(What you need to do) Give back all of the data exactly.

(Working data)
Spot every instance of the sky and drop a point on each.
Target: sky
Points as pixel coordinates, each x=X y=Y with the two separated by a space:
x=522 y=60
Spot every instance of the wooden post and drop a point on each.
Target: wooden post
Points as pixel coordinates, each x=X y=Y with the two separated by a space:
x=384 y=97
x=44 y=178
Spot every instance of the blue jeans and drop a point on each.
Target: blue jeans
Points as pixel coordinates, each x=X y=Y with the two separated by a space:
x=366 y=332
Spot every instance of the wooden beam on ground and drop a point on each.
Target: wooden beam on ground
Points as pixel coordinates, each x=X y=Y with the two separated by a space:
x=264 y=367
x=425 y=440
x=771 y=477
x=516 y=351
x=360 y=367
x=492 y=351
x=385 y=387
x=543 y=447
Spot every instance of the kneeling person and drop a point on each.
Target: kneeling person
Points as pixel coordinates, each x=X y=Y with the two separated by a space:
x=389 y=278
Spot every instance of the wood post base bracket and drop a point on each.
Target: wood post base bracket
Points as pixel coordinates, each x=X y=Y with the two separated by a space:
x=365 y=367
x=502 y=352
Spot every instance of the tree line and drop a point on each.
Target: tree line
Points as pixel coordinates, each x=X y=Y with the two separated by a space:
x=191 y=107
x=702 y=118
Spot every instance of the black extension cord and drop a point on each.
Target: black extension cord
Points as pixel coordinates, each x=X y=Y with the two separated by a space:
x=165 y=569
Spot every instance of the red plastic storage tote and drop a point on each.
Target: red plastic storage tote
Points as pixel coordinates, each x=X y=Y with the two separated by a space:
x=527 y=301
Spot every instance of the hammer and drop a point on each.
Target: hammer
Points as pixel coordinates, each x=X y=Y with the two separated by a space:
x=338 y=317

(Reply)
Spot every instance of the sky and drop a point on each.
Target: sky
Points as pixel coordinates, each x=X y=Y with the two separated by a space:
x=522 y=60
Spot every instance of the wooden post and drop a point on each.
Target: wooden post
Points as pixel coordinates, each x=X y=Y with the two separated by a space:
x=384 y=97
x=44 y=178
Spot every instance of the blue jeans and drop a point on each.
Target: blue jeans
Points as pixel coordinates, each x=X y=Y with the two separated by a space:
x=366 y=332
Spot every instance of the wooden beam on ground and drop a point on each.
Target: wooden beam on ground
Points as pixel coordinates, each x=X y=Y with the two separated by a space:
x=264 y=367
x=425 y=440
x=771 y=477
x=516 y=351
x=360 y=367
x=492 y=351
x=385 y=387
x=543 y=447
Spot every instance of the kneeling person and drop a point on each.
Target: kneeling person
Points as pixel coordinates, each x=X y=Y with the two separated by a space:
x=389 y=278
Spot every instance of the wood post base bracket and drop a point on each.
Target: wood post base bracket
Points as pixel coordinates, each x=X y=Y with the two separated by a space:
x=365 y=367
x=502 y=352
Spot every instance of the tree line and drop a point on each.
Target: tree line
Points as pixel coordinates, each x=X y=Y with the two separated by a space:
x=191 y=107
x=702 y=118
Spot every instance of the black extension cord and drop a point on each.
Target: black extension cord
Points as pixel coordinates, each x=X y=Y with the two separated by a space:
x=165 y=569
Spot every instance of the red plastic storage tote and drop a point on each.
Target: red plastic storage tote
Points as pixel coordinates, each x=X y=Y with the two separated by a space:
x=527 y=301
Spot every instance of the hammer and drop a point on each.
Target: hammer
Points as pixel coordinates, each x=X y=Y with the two separated by a space:
x=338 y=317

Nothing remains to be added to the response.